Sayfa alıntısı »

# # # #

Cuma, Ekim 18, 2019

Şıracının Şahidi Bozacı: Ursula Kroeber Le Guin


Alıntı:
“Bir nesil, bilginin cezalandırıldığı ve cehaletin saadet olduğunu öğrenerek yetişiyor. Bir sonraki nesil, cahil olduklarını bile bilmeyecek; çünkü bilginin ne olduğunu bilmeyecekler.”
Bunu diyen kişi-kadın, yalnızca kocası öyle dedi diye, tarihin bir bilim olmadığını savunuyor. Dünya Sistemi en az 15-20 yıldır varken.
Le Guin’e 25-30 yıl saygı duydum. Romanlarından yalnızca ‘Mülksüzler’i kaale aldım, ilk okuduğum da oydu zaten.
Yetişkin, ergen, çocuk, şiir çizgisini de yeni öğrendim: Yani, kenid ağzıyla itiraf ettiği mental regresyonunu.
Asıl, kendisinin düzyazılarına çok geç ulaştım. Türkçe’de peşpeş 3 kurmaca-dışı düzyazıları çevrildi.
Oradaki Le Guin’in entelektüel zeka ve bilgi düşüklüğü, benim için dehşet vericiydi.
Ki bu alıntı, oralarda yoktu.
Ya okuma listesi çok dardı, ya da okumayı çok erken bırakmıştı ki epeyi yazar için böyledir. Örneğin koskoca Halil İnalcık, 100 yaşına kadar yaşayıp, Ancak, 1930 model Annales Okulu’ndan haberdar kalmış, sonraki 5-10 aşamayı izlememiş bile, post-Annales’çi Wallerstein – Dünya Sistemi’ni ise hiç duymamış.
Gelelim alıntının düşünce özüne:
Eratosthenes’in küresel Dünya / geometri bilgisi, 1.800 yıl hasıraltı edilmiş ama yok olmamış.

# # # #

Alıştırmalar »
a – Le Guin yazısında "Şıracının Şahidi Bozacı: Ursula" sözlerinden başlayıp "kurmaca-dışı düzyazıları çevrildi." sözlerine kadar, bu sözler de dahil olmak üzere, olan kısmı aynen döndürün.
b – Le Guin yazısına göre, yazı sahibi Le Guin'in romanlarından hangisini kaale almış?
c – Şu ifadeler Le Guin yazısıyla örtüşüyor mu: (i) Yazı sahibi Le Guin'e 25-30 yıl saygı duymuş; (ii) Alıntı, Le Guin'in Türkçeye çevrilen düzyazılarında yer alıyordu; (iii) Eratosthenes'in küresel Dünya / geometri bilgisi yok olmuş? Her biri için evet ya da hayır deyin ve karar veren sözleri yazıdan aynen alıntılayın.

Veri kümesi içeriği »
# # # #

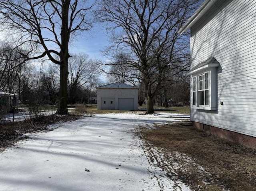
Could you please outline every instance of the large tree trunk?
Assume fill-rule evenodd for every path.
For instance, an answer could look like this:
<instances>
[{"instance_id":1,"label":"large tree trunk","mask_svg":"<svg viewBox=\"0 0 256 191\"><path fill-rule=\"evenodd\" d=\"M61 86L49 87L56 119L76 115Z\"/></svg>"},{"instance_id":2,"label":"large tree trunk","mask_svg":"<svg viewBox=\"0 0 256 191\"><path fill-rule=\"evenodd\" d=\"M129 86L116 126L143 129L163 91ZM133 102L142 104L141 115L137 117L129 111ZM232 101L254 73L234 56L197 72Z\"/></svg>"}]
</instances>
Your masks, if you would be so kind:
<instances>
[{"instance_id":1,"label":"large tree trunk","mask_svg":"<svg viewBox=\"0 0 256 191\"><path fill-rule=\"evenodd\" d=\"M59 94L59 106L56 114L67 115L68 111L68 64L60 66L60 92Z\"/></svg>"},{"instance_id":2,"label":"large tree trunk","mask_svg":"<svg viewBox=\"0 0 256 191\"><path fill-rule=\"evenodd\" d=\"M145 114L152 114L154 113L154 98L147 96L146 97L147 101L147 111Z\"/></svg>"},{"instance_id":3,"label":"large tree trunk","mask_svg":"<svg viewBox=\"0 0 256 191\"><path fill-rule=\"evenodd\" d=\"M164 106L166 108L168 108L169 107L169 104L167 99L167 90L166 90L166 86L164 86Z\"/></svg>"},{"instance_id":4,"label":"large tree trunk","mask_svg":"<svg viewBox=\"0 0 256 191\"><path fill-rule=\"evenodd\" d=\"M68 42L69 32L68 29L68 9L70 0L67 0L62 6L61 10L62 20L61 25L61 44L60 57L62 64L60 65L60 93L59 94L59 106L56 113L67 115L68 111L68 66L69 54Z\"/></svg>"}]
</instances>

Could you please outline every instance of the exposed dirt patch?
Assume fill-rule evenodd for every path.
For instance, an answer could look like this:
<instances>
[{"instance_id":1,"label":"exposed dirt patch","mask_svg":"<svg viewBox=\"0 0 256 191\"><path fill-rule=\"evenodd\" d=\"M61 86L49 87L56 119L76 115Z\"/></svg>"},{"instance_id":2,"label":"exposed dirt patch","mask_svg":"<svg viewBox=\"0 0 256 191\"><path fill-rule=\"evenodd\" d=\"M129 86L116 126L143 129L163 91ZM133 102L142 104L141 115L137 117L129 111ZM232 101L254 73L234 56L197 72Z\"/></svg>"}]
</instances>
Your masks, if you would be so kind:
<instances>
[{"instance_id":1,"label":"exposed dirt patch","mask_svg":"<svg viewBox=\"0 0 256 191\"><path fill-rule=\"evenodd\" d=\"M256 190L256 150L207 135L190 122L141 127L149 160L196 191Z\"/></svg>"},{"instance_id":2,"label":"exposed dirt patch","mask_svg":"<svg viewBox=\"0 0 256 191\"><path fill-rule=\"evenodd\" d=\"M27 137L24 135L41 131L50 130L49 125L76 120L81 116L75 115L52 115L32 119L12 122L0 125L0 152Z\"/></svg>"}]
</instances>

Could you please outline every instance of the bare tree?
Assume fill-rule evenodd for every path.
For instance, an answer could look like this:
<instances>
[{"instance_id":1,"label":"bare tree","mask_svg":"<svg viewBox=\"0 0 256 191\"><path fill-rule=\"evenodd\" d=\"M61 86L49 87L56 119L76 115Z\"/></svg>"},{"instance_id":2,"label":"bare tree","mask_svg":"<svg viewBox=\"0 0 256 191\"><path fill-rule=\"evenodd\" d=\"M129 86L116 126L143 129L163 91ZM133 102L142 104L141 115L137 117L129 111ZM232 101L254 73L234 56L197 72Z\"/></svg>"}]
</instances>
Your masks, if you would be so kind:
<instances>
[{"instance_id":1,"label":"bare tree","mask_svg":"<svg viewBox=\"0 0 256 191\"><path fill-rule=\"evenodd\" d=\"M74 103L78 89L89 82L94 75L98 75L99 71L95 64L96 61L90 59L86 54L72 55L70 59L68 81L69 99L70 103Z\"/></svg>"},{"instance_id":2,"label":"bare tree","mask_svg":"<svg viewBox=\"0 0 256 191\"><path fill-rule=\"evenodd\" d=\"M29 47L27 60L46 56L60 66L57 113L68 114L68 68L71 38L92 26L86 0L1 0L0 24L17 38L15 44ZM56 59L55 58L58 58Z\"/></svg>"},{"instance_id":3,"label":"bare tree","mask_svg":"<svg viewBox=\"0 0 256 191\"><path fill-rule=\"evenodd\" d=\"M24 67L25 58L19 52L25 51L14 47L8 43L1 43L0 47L0 90L20 93L21 70Z\"/></svg>"},{"instance_id":4,"label":"bare tree","mask_svg":"<svg viewBox=\"0 0 256 191\"><path fill-rule=\"evenodd\" d=\"M200 0L104 0L96 12L113 31L113 44L106 50L122 50L133 56L133 65L141 72L145 87L146 113L154 113L154 100L170 65L184 56L177 32ZM115 33L115 31L116 32ZM183 43L184 44L185 43ZM173 64L174 63L174 64Z\"/></svg>"},{"instance_id":5,"label":"bare tree","mask_svg":"<svg viewBox=\"0 0 256 191\"><path fill-rule=\"evenodd\" d=\"M109 80L112 83L129 82L135 85L138 82L139 71L134 68L131 58L124 52L114 55L114 61L105 64L110 66L110 69L104 71L108 74Z\"/></svg>"}]
</instances>

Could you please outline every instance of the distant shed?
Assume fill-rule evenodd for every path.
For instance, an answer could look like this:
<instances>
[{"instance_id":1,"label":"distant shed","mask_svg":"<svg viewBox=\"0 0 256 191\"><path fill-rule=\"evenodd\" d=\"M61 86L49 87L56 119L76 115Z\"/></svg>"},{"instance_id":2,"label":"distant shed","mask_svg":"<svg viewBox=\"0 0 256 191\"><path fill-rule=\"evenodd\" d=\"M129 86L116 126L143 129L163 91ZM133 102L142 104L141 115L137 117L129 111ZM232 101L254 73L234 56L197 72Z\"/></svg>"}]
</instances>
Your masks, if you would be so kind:
<instances>
[{"instance_id":1,"label":"distant shed","mask_svg":"<svg viewBox=\"0 0 256 191\"><path fill-rule=\"evenodd\" d=\"M115 83L97 88L97 109L138 109L138 88L125 84Z\"/></svg>"},{"instance_id":2,"label":"distant shed","mask_svg":"<svg viewBox=\"0 0 256 191\"><path fill-rule=\"evenodd\" d=\"M6 113L10 111L14 97L12 94L0 92L0 112Z\"/></svg>"}]
</instances>

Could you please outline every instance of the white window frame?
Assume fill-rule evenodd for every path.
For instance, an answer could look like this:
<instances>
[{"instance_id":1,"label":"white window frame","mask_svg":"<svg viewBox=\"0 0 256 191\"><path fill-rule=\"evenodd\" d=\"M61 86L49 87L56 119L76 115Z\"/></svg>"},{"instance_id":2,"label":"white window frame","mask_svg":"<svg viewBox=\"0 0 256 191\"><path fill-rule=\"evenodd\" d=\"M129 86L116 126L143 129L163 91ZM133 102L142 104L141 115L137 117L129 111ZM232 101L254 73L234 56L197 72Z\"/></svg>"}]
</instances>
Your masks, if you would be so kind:
<instances>
[{"instance_id":1,"label":"white window frame","mask_svg":"<svg viewBox=\"0 0 256 191\"><path fill-rule=\"evenodd\" d=\"M191 107L197 109L216 110L217 100L217 68L218 63L207 64L200 68L192 70L189 73L191 76ZM208 74L208 80L205 76ZM208 87L206 87L206 82ZM200 92L204 95L204 103L200 103ZM206 101L206 92L208 93L208 102ZM195 96L195 97L194 96ZM202 99L201 100L202 101Z\"/></svg>"}]
</instances>

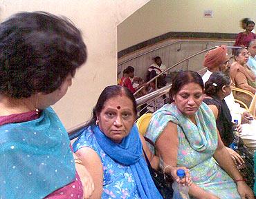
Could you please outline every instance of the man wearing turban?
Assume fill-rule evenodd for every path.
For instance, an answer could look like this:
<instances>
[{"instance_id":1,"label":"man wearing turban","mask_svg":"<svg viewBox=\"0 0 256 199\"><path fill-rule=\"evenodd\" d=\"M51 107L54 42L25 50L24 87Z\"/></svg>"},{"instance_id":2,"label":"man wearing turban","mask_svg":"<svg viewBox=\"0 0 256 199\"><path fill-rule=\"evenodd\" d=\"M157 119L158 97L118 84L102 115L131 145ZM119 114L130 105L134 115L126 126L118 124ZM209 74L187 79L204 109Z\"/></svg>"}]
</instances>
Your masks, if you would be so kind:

# # # #

Cevap anahtarı »
a –
Şıracının Şahidi Bozacı: Ursula Kroeber Le Guin


Alıntı:
“Bir nesil, bilginin cezalandırıldığı ve cehaletin saadet olduğunu öğrenerek yetişiyor. Bir sonraki nesil, cahil olduklarını bile bilmeyecek; çünkü bilginin ne olduğunu bilmeyecekler.”
Bunu diyen kişi-kadın, yalnızca kocası öyle dedi diye, tarihin bir bilim olmadığını savunuyor. Dünya Sistemi en az 15-20 yıldır varken.
Le Guin’e 25-30 yıl saygı duydum. Romanlarından yalnızca ‘Mülksüzler’i kaale aldım, ilk okuduğum da oydu zaten.
Yetişkin, ergen, çocuk, şiir çizgisini de yeni öğrendim: Yani, kenid ağzıyla itiraf ettiği mental regresyonunu.
Asıl, kendisinin düzyazılarına çok geç ulaştım. Türkçe’de peşpeş 3 kurmaca-dışı düzyazıları çevrildi.

b – Yalnızca ‘Mülksüzler’i.

c –
(i) Evet: "Le Guin’e 25-30 yıl saygı duydum."
(ii) Hayır: "Ki bu alıntı, oralarda yoktu."
(iii) Hayır: "1.800 yıl hasıraltı edilmiş ama yok olmamış."